GIVEN PASSAGE:
━━━━━━━━━━━━━━━━

You’ve never been to this mountain before
laughs the cold wind
Last spring eleven artists went up to the mountains. We slept in two old houses in Kahurangi National Park, dwarfed by snowpeaks, in the Cobb valley.
we come bearing chocolate
we fossick the wreckage
we burn old logs all night laughing
telling stories of the mountain men
wondering what to paint in the sunlight
to say we breathed
on this island
As a child, my first poems came from nature. Sitting by the lake while my uncle fished, or walking through a canyon meadow on a summer camp trip, I arranged words in my head to pass time.
The journey to the Cobb for me was a return. My body was in pain, so I lay it on the valley floor by the river. Expanding my walls to merge into this high place: lying upon earth, watching and plunging in the freezing clear waters, letting words spill onto the page.

━━━━━━━━━━━━━━━━

REQUEST 1:
Swap "cold wind" for "north wind" and reproduce the part of the Cobb valley passage that opens with "You’ve never been" and closes with "the Cobb valley.".
REQUEST 2:
Answer these questions from the Cobb valley passage:
(a) How many artists went up to the mountains last spring?
(b) In which national park were the two old houses?
(c) What was the uncle doing while the child sat by the lake?
REQUEST 3:
Write the next part of the Cobb valley passage, picking up after its final sentence.
The entries that follow have no connection to the Cobb valley passage.

━━━━━━━━━━━━━━━━

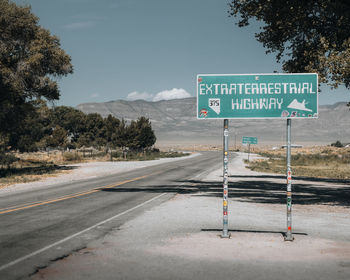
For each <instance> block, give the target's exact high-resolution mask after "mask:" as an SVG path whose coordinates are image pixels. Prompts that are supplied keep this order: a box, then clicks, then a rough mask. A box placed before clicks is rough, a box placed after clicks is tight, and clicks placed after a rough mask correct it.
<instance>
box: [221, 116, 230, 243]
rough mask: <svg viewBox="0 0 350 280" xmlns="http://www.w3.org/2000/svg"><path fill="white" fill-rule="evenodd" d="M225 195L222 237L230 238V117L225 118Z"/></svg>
mask: <svg viewBox="0 0 350 280" xmlns="http://www.w3.org/2000/svg"><path fill="white" fill-rule="evenodd" d="M223 178H224V182H223V188H224V195H223V229H222V235H221V237H222V238H229V237H230V234H229V233H228V119H225V120H224V174H223Z"/></svg>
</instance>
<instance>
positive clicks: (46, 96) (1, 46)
mask: <svg viewBox="0 0 350 280" xmlns="http://www.w3.org/2000/svg"><path fill="white" fill-rule="evenodd" d="M38 21H39V19H38V18H37V17H36V16H35V15H33V14H32V13H31V9H30V7H27V6H26V7H22V6H17V5H16V4H15V3H12V2H10V1H9V0H0V124H1V125H0V135H1V137H2V138H3V139H7V138H11V134H12V133H13V132H14V131H15V132H16V133H17V132H18V131H19V130H20V129H21V126H23V122H24V121H25V119H26V118H27V116H28V115H31V114H32V113H33V110H35V102H36V101H37V100H40V99H43V100H49V101H52V100H57V99H58V98H59V89H58V85H57V82H56V79H57V78H60V77H62V76H65V75H67V74H69V73H72V71H73V67H72V64H71V58H70V56H69V55H67V54H66V53H65V52H64V50H63V49H61V47H60V41H59V39H58V38H57V37H56V36H53V35H51V34H50V32H49V31H48V30H46V29H44V28H43V27H41V26H40V25H39V24H38Z"/></svg>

━━━━━━━━━━━━━━━━

WRITTEN RESPONSE 1:
You’ve never been to this mountain before
laughs the north wind
Last spring eleven artists went up to the mountains. We slept in two old houses in Kahurangi National Park, dwarfed by snowpeaks, in the Cobb valley.

WRITTEN RESPONSE 2:
(a) Eleven.
(b) Kahurangi National Park.
(c) Fishing.

WRITTEN RESPONSE 3:
Before we are born
it is so quiet and still
the air is thinner and
clear as the
Friends sitting on rocky banks
laughing one plunges in naked
others kiss, the river sings
& here all is forgiven
the icy wind
whoever said what they said
when they said it whatever that
I am often so serious. Plenty of things in the world that one could worry about. I am very prone to considering those things my personal responsibility.
The weekend that we went to the Cobb came just after deadly 1080 poison got dumped out of helicopters over 18,000 hectares of the forests of my community, Golden Bay. Poison in the rivers, poison on the ground for anything to eat. I had worked very hard as an activist, alongside committed friends, to keep that poison operation from happening, banging heads on bureaucratic brick walls.
It’s quite something to feel you are responsible for an ecosystem and devote yourself to protecting it. It’s quite something to lose such a battle. A forced surrender, a wordlessness, a vigil for the waters, a humble bowing to all that is. It was good then to return to the arms of the mountains.
mountain sun on peaks at the end of the day:
this life is
clear water cupped in
the basket of our own fingers
to flow back into
Months later, we artists coalesced our many inspirations into a collaborative exhibition.
I handmade little books, brown paper and glue and poems and pictures. A meditation, like the construction paper projects I loved to do as a kid.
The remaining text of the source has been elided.